◆ **EXCERPT PROVIDED**

Reflections of a Native speaker teaching native and heritage Spanish​ speakers.


The school year is over. OVER. Is this the time where I do my happy dance? Is this the time where I begin to burn things from the previous year and purge myself of all the bad juju? No to the first one. Second one? I don’t know. What I do know is that I am still having “teacher dreams”. You know, the ones where you are still lessoning planning in your sleep. Telling Bobby to “sientate por favor” for the millionth time. Also the “I need to start planning for next year” bug began to itch… 2 weeks before the school year was done. I think I have a problem. But, hey. If you are not doing that…. #blessyou.

So, what was I going to talk to you again, oh yeah. That thing we teachers have to do (or should do) at the end of a school year. Reflect.

If you have read some of my previous posts, mainly Building an MYP Spanish program, you will see how the Spanish program in my school works and How to integrate music… on some reflections on what I’ve done in my class. For the sake of this post, I will make a quick view of our Spanish program.

◆ **TASK SET**
#1 In the blog post on teaching native and heritage Spanish speakers, why does the author point readers to earlier posts? Answer in one to three sentences.
#2 Write the next part of the blog post on teaching native and heritage Spanish speakers, picking up from its final sentence.
The material has no connection to the blog post.

◆ **INFORMATION SUPPLIED**

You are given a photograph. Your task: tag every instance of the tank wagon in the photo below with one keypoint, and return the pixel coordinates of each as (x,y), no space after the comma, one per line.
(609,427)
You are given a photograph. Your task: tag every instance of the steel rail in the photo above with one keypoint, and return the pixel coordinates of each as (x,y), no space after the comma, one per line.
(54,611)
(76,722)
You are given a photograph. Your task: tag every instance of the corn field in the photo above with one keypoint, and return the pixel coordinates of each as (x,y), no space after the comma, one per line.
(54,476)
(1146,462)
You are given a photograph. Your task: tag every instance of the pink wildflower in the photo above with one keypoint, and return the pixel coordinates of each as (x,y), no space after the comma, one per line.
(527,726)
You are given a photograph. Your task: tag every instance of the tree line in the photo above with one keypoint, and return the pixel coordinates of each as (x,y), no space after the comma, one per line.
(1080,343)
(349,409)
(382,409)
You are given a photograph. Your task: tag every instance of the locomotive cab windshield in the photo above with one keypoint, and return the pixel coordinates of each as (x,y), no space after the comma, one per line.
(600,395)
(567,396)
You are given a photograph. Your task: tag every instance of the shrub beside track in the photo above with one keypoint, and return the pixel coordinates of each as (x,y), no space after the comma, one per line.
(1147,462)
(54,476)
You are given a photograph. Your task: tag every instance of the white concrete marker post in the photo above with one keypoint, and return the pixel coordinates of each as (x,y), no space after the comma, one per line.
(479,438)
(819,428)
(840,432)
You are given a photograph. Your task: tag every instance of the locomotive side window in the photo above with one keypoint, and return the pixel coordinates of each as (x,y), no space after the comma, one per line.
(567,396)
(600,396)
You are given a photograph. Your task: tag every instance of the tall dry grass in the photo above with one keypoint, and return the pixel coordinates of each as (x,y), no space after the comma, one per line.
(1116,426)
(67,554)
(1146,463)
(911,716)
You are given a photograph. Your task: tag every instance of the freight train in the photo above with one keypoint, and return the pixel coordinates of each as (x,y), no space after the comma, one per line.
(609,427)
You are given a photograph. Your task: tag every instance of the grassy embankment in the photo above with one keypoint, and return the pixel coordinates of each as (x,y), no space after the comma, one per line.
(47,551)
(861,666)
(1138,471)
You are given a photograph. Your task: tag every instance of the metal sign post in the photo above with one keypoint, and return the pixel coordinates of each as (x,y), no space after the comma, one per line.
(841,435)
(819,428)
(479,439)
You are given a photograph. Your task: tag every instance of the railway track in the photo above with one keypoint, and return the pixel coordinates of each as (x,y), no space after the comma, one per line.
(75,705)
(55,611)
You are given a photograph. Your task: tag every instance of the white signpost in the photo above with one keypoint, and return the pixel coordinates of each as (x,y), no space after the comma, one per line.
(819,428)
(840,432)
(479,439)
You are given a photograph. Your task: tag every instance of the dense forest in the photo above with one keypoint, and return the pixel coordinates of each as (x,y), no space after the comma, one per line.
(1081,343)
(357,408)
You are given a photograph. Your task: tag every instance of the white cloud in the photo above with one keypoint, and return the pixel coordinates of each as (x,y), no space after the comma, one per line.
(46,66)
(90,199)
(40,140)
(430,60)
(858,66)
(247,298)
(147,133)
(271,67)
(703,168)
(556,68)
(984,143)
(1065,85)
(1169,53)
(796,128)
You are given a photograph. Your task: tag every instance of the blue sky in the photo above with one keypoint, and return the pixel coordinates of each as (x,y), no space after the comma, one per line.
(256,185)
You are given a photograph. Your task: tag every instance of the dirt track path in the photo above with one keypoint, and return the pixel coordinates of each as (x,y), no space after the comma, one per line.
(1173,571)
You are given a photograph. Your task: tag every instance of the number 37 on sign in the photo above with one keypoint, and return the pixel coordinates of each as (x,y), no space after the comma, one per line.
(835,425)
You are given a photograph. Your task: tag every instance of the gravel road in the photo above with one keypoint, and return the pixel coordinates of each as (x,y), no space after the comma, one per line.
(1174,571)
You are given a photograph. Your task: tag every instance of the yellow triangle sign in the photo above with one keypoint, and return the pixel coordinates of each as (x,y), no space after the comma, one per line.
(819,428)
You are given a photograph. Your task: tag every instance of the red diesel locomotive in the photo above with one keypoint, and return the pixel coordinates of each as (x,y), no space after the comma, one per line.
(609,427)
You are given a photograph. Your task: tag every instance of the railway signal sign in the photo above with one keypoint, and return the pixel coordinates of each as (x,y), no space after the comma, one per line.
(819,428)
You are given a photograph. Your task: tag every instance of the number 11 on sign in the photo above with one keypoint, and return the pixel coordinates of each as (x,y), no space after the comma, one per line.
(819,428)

◆ **RESPONSES BY TASK**
#1 The earlier post "Building an MYP Spanish program" shows how the Spanish program at the author's school works. "How to integrate music…" offers reflections on what the author has done in class.

#2
The program

This year we had 3 Spanish teachers (we will go back to a 2 teacher team because of budget cuts). Our school has roughly 800 students so I had around 250-ish students every 2 days (next year will be up to 400). We are on an A/B schedule with rotating Wednesdays and next year it will be a fixed A/B schedule. I teach 6, 7, and 8th graders on the south side of Des Moines, Iowa.

This school year

This school year was the first time I actually had a classroom. I was a traveling teacher for two years, so I felt like I received a promotion. No longer was I traveling between 6-13 classrooms per week. Spanish would have a home base, and we would all be close to each other. I was also not teaching ALL of the native speaker classes and we actually had a plan. My partner-in-crime Surprisingly Spanish collaborated throughout July and created a scope and sequence that made sense for our students. We built on what I had done the previous year and she pushed me. A lot.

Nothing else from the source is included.